TO DO —
1 - According to the mailing-list thread about the Cisco routers book, how many points is DLSW worth on the lab?
2 - Which lines of the listing contain the string "clicks"? Copy each one.

Re: Cisco Routers for Bridging, DLSW+ & Desktop Protocols

From: Ben Rife (brife@xxxxxxxxxx)
Date: Wed Jan 26 2000 - 00:25:00 GMT-3


   
I bought the book as well. I agree, it's a good reference in it's own way,
but certainly no BRS by Caslow. I agree that it has several mistakes and
things I disagree with, such as the ...no split-horizon... on EVERY
frame/X.25/ISDN intf for most protocols. I agree with Caslow on this issue
(only on a hub router / multipoint intf). But all around good buy. It has
some interesting DLSW configs.

Ben
----- Original Message -----
From: <pkm@calweb.com>
To: <ccielab@groupstudy.com>
Cc: <pmoulay@ens.com>
Sent: Tuesday, January 25, 2000 5:29 PM
Subject: Cisco Routers for Bridging, DLSW+ & Desktop Protocols

> Dear Members,
>
> I bought this book because I was weak on Desktop protocols and DLSW. It
> complements the Caslow book admirably.
> IPX always is on the lab (5 points) as well as DLSW (5 points). This
> book particularly explains how to configure IPX, IPX EIGRP and AT, AT
> EIGRP very well as well DECNET, VINES. I particularly appreciated the
> frame-relay and ISDN examples for each of the protocols. It is worth the
> $55.

MATERIALS PROVIDED —

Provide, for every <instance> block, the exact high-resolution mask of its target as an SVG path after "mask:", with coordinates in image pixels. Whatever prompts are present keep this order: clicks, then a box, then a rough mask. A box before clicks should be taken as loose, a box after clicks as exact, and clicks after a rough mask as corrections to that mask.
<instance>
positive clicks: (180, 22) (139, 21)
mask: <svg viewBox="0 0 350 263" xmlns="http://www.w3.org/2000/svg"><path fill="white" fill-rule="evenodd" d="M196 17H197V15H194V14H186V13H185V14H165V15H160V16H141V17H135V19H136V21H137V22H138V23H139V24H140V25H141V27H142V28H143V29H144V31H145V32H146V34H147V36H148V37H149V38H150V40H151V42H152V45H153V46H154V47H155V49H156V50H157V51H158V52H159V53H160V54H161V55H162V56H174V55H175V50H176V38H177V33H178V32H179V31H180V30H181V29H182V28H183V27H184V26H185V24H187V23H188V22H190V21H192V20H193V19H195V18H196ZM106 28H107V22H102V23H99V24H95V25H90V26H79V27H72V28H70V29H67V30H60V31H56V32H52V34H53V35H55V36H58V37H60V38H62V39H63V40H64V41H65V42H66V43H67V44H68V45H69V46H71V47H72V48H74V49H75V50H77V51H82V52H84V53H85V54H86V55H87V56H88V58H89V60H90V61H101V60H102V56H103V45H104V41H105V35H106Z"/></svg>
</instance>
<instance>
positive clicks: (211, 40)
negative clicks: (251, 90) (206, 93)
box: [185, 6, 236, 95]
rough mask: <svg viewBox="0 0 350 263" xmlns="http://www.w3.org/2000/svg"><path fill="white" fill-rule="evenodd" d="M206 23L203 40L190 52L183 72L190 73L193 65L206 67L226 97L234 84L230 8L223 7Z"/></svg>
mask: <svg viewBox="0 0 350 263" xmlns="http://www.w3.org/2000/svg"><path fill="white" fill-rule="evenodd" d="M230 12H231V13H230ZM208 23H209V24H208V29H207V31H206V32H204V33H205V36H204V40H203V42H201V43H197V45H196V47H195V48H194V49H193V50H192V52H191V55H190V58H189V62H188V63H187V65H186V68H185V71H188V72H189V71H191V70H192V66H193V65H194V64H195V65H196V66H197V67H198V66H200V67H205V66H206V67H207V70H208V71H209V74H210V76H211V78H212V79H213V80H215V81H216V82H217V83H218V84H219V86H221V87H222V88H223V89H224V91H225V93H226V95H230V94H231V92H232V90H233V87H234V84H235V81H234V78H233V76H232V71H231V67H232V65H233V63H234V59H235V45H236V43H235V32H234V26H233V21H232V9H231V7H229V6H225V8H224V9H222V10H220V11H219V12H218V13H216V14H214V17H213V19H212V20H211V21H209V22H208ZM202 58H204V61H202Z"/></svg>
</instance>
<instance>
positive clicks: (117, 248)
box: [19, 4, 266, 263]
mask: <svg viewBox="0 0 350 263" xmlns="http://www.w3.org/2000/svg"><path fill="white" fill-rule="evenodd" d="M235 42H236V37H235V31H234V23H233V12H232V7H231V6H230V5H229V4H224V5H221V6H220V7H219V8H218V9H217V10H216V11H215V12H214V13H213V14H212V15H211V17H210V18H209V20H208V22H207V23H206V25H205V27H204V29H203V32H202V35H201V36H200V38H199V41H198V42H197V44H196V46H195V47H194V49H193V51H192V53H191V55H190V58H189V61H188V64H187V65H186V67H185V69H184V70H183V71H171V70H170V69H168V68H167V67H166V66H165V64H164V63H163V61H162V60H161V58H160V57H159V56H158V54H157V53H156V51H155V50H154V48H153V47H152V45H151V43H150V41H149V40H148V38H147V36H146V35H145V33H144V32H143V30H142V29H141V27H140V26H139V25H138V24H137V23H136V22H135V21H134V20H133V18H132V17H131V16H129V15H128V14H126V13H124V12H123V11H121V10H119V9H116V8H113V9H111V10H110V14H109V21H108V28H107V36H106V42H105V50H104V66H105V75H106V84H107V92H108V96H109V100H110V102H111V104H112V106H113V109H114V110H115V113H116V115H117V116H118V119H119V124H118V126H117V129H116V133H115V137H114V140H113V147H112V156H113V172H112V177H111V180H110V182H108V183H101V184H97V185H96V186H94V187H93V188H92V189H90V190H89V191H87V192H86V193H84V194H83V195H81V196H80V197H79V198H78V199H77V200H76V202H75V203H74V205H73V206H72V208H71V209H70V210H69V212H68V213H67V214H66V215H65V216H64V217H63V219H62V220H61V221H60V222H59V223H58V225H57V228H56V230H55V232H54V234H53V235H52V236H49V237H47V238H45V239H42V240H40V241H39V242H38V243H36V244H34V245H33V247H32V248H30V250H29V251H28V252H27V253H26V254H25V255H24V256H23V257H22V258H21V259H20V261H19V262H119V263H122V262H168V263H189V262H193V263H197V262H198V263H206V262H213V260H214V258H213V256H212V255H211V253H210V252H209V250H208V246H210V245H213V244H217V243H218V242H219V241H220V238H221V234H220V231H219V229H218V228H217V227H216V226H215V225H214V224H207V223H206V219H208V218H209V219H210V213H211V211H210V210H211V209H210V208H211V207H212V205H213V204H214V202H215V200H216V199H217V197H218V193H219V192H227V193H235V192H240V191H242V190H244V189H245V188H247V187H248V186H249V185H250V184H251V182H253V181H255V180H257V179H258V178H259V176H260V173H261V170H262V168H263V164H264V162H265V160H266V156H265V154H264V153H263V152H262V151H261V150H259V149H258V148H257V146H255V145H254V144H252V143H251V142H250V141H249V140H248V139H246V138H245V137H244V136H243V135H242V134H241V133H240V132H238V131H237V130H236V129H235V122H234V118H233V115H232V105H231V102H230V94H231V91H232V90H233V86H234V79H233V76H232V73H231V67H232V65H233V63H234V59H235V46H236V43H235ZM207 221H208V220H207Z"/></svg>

ANSWERS TO THE EXERCISES —
1 - 5 points

2 -
Provide, for every <instance> block, the exact high-resolution mask of its target as an SVG path after "mask:", with coordinates in image pixels. Whatever prompts are present keep this order: clicks, then a box, then a rough mask. A box before clicks should be taken as loose, a box after clicks as exact, and clicks after a rough mask as corrections to that mask.
positive clicks: (180, 22) (139, 21)
positive clicks: (211, 40)
negative clicks: (251, 90) (206, 93)
positive clicks: (117, 248)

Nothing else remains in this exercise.